§ WHAT YOU ARE ASKED TO DO: In the part of the rows that opens with the line containing "For this challenge, identify the sponsor" and closes with the line containing "point(77, 245)", swap each "sponsor sticker" for "logo sticker", then reproduce only those lines with nothing else altered.
--- START SUPPLIED MATERIAL ---
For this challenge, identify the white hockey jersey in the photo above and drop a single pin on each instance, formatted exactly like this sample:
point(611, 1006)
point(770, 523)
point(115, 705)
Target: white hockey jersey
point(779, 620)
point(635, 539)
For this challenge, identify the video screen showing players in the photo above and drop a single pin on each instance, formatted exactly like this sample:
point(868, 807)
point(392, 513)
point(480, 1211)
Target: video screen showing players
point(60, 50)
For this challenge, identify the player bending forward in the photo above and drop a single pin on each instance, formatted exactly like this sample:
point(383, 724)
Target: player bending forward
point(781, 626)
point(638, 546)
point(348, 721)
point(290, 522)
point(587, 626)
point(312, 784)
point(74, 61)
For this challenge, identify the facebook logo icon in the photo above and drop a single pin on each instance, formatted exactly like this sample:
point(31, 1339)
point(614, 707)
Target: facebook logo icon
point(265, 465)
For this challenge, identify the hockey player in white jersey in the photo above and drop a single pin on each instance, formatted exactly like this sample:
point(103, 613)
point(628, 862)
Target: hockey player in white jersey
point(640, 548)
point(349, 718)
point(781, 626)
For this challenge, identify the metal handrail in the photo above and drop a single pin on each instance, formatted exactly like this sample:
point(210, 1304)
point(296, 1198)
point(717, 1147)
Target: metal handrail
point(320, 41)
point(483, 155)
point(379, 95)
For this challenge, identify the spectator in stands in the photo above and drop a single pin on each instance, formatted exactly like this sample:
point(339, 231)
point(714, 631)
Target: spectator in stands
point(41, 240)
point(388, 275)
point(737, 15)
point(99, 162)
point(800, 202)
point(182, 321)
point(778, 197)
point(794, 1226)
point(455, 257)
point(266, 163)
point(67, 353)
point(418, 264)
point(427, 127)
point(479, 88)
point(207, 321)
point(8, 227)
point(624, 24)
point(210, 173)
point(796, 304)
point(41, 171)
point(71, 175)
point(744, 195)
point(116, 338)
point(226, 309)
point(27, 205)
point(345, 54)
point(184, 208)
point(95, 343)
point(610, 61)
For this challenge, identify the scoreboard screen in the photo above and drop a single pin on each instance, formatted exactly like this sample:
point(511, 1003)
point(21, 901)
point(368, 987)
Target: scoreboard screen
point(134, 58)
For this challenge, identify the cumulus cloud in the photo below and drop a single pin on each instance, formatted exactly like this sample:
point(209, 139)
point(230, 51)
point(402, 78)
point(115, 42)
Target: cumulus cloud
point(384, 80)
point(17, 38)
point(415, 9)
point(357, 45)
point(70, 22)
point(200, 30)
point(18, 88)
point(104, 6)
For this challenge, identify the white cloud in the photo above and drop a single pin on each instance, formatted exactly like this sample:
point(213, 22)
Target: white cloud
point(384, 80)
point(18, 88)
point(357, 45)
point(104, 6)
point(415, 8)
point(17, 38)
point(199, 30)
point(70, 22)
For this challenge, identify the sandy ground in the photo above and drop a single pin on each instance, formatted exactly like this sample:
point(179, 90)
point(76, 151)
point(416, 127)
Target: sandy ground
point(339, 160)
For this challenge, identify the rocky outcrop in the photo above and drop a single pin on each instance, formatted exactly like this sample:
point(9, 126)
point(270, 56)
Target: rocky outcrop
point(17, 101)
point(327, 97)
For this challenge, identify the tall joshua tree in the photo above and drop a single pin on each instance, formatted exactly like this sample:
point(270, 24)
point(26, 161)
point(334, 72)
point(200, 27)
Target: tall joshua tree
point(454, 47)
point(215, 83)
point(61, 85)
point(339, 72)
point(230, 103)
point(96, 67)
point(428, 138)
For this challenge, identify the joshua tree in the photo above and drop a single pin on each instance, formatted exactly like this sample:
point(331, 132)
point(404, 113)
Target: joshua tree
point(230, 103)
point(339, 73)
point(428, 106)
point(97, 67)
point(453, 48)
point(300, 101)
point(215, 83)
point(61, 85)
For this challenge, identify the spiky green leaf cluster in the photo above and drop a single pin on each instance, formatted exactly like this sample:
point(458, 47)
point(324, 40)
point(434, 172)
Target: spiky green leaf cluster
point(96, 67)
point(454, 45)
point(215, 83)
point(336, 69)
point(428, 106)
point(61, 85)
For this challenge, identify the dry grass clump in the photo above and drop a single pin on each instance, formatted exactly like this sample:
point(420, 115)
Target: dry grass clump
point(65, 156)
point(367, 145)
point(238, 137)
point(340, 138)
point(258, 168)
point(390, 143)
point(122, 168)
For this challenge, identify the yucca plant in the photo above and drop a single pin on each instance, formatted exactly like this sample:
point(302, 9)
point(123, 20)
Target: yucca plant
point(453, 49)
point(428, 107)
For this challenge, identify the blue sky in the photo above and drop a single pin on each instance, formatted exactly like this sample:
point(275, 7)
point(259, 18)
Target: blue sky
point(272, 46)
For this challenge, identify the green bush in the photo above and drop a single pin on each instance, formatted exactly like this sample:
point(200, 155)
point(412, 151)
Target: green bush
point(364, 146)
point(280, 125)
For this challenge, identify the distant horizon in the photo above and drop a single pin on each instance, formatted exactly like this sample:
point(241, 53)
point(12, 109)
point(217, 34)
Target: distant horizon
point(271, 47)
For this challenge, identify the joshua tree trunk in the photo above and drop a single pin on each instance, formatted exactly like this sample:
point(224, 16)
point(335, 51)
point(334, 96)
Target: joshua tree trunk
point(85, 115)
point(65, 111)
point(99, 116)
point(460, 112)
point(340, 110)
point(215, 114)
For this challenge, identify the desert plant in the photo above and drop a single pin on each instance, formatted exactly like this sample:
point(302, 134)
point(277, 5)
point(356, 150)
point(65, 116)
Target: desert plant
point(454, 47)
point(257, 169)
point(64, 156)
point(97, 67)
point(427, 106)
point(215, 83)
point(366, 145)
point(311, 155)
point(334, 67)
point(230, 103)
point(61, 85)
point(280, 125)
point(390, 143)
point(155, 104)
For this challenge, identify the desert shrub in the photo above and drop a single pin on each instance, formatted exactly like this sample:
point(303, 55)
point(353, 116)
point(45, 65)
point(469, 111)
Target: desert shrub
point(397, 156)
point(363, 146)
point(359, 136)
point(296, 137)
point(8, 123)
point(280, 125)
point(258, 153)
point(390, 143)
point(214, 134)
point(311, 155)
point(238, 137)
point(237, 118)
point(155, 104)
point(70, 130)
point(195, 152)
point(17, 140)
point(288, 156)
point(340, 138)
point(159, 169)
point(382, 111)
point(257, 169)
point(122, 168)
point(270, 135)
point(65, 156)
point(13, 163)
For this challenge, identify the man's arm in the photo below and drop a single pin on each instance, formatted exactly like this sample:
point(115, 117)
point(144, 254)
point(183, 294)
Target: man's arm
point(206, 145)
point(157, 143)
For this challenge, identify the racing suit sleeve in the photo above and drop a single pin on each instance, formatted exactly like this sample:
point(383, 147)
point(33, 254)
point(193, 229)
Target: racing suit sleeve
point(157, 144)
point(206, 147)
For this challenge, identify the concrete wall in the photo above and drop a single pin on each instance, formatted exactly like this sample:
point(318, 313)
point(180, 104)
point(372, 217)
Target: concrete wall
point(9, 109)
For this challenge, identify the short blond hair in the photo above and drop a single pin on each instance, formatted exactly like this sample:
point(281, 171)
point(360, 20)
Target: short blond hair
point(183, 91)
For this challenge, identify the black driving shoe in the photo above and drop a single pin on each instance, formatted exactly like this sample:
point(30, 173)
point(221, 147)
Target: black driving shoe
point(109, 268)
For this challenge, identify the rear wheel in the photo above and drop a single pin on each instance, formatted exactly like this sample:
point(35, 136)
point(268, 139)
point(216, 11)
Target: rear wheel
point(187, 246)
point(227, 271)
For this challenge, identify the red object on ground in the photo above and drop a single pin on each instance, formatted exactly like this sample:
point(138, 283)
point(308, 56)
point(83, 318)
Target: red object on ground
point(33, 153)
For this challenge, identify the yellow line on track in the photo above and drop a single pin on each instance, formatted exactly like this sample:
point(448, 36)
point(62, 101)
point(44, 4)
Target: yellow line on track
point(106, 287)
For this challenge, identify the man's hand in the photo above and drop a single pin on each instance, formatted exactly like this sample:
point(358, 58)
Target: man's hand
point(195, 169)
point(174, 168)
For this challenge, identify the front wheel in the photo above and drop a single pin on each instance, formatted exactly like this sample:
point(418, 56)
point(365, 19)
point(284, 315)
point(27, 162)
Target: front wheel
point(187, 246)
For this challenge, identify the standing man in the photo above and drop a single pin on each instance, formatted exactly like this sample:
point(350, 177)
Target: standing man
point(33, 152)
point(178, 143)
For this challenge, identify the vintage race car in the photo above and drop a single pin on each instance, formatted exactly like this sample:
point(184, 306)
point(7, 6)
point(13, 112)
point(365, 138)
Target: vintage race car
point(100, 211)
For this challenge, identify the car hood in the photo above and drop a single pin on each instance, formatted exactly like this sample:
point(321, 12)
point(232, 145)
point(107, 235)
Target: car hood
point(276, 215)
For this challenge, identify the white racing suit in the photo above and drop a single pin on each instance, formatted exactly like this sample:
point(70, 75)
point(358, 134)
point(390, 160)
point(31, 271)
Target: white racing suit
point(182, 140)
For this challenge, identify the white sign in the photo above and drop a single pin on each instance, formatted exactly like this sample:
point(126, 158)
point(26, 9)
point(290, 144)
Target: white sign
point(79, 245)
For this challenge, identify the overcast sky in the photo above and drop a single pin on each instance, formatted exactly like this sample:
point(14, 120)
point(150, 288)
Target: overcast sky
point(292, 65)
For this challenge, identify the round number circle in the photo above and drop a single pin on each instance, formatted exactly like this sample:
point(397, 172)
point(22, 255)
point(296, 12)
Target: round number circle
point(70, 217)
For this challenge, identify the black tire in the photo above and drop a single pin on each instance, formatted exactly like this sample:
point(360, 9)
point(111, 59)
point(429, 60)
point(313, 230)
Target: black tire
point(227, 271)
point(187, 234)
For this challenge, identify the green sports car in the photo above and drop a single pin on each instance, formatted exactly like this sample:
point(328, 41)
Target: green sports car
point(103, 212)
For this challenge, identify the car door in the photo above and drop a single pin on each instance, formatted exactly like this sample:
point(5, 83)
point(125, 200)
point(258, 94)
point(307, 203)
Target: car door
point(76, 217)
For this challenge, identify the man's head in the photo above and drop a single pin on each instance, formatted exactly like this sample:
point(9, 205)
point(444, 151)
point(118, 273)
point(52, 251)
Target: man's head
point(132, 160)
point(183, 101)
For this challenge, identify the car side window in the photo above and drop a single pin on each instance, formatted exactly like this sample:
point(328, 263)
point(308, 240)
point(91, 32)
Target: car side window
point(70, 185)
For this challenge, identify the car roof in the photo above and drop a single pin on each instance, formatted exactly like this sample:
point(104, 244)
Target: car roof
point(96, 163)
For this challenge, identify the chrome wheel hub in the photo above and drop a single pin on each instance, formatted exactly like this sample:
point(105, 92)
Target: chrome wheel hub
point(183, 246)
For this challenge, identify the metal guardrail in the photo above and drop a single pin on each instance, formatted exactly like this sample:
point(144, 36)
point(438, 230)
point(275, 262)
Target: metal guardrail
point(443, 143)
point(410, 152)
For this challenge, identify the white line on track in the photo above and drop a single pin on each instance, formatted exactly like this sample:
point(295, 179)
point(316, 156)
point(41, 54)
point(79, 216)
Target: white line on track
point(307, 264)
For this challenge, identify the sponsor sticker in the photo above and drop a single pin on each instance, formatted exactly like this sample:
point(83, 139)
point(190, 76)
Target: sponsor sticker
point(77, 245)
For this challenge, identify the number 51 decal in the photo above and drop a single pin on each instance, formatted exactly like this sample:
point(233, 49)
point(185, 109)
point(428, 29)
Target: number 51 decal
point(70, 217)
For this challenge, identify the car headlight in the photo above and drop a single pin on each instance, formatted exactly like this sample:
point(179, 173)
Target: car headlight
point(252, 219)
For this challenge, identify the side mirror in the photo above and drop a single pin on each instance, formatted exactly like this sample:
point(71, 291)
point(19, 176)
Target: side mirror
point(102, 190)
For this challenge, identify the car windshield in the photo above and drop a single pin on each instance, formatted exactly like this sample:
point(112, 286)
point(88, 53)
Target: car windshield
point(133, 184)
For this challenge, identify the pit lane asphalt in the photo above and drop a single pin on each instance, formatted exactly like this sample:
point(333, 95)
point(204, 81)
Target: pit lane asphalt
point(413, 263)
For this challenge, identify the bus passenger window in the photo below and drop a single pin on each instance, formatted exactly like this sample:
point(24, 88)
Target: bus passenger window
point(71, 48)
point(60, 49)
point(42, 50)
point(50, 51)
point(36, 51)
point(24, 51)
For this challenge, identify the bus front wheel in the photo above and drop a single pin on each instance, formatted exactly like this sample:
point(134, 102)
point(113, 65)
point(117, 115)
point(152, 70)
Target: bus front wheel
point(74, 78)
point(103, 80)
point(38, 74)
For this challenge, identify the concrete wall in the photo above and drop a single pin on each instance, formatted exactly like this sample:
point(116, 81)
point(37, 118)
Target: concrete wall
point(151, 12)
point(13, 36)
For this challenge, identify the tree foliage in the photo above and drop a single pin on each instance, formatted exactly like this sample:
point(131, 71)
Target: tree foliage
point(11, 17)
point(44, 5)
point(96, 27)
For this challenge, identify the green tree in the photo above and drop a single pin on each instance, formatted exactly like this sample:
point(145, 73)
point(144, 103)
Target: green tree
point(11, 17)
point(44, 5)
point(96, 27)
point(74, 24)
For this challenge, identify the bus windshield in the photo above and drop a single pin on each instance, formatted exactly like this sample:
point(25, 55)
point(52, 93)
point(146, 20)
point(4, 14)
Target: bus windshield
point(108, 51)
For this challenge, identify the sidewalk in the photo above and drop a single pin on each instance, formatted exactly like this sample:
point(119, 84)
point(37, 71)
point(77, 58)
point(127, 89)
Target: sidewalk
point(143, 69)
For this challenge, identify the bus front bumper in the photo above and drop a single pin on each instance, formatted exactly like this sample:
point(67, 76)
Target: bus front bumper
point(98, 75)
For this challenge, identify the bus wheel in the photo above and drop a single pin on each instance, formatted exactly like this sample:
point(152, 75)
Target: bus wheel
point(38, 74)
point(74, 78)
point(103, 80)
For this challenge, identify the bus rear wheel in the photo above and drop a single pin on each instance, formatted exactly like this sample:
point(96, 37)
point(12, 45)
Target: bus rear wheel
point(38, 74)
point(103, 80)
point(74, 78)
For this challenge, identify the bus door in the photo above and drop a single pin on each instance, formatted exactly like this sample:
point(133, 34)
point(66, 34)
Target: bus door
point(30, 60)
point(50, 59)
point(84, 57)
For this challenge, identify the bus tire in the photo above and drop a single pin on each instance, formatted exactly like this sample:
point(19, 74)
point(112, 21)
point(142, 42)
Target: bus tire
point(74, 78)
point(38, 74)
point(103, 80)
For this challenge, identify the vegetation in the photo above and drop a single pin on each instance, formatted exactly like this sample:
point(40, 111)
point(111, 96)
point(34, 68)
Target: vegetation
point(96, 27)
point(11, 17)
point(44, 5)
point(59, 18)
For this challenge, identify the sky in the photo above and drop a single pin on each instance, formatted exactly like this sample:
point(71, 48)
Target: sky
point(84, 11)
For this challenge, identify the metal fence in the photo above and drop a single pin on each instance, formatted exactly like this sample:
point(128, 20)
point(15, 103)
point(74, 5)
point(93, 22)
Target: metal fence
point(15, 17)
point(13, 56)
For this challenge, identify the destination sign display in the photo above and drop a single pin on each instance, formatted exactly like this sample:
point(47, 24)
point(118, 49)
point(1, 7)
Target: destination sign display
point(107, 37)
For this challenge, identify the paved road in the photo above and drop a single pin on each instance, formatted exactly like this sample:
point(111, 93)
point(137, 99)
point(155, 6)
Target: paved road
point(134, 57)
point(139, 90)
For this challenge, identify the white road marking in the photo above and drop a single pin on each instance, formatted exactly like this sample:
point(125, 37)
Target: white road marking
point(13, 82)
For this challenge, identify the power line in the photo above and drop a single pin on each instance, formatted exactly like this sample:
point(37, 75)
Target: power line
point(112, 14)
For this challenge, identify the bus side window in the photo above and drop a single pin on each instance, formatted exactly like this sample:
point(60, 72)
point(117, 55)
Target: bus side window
--- END SUPPLIED MATERIAL ---
§ FULL RESPONSE:
For this challenge, identify the logo sticker in the photo above and drop a single pin on each instance, formatted exactly like this sample:
point(83, 139)
point(190, 76)
Target: logo sticker
point(77, 245)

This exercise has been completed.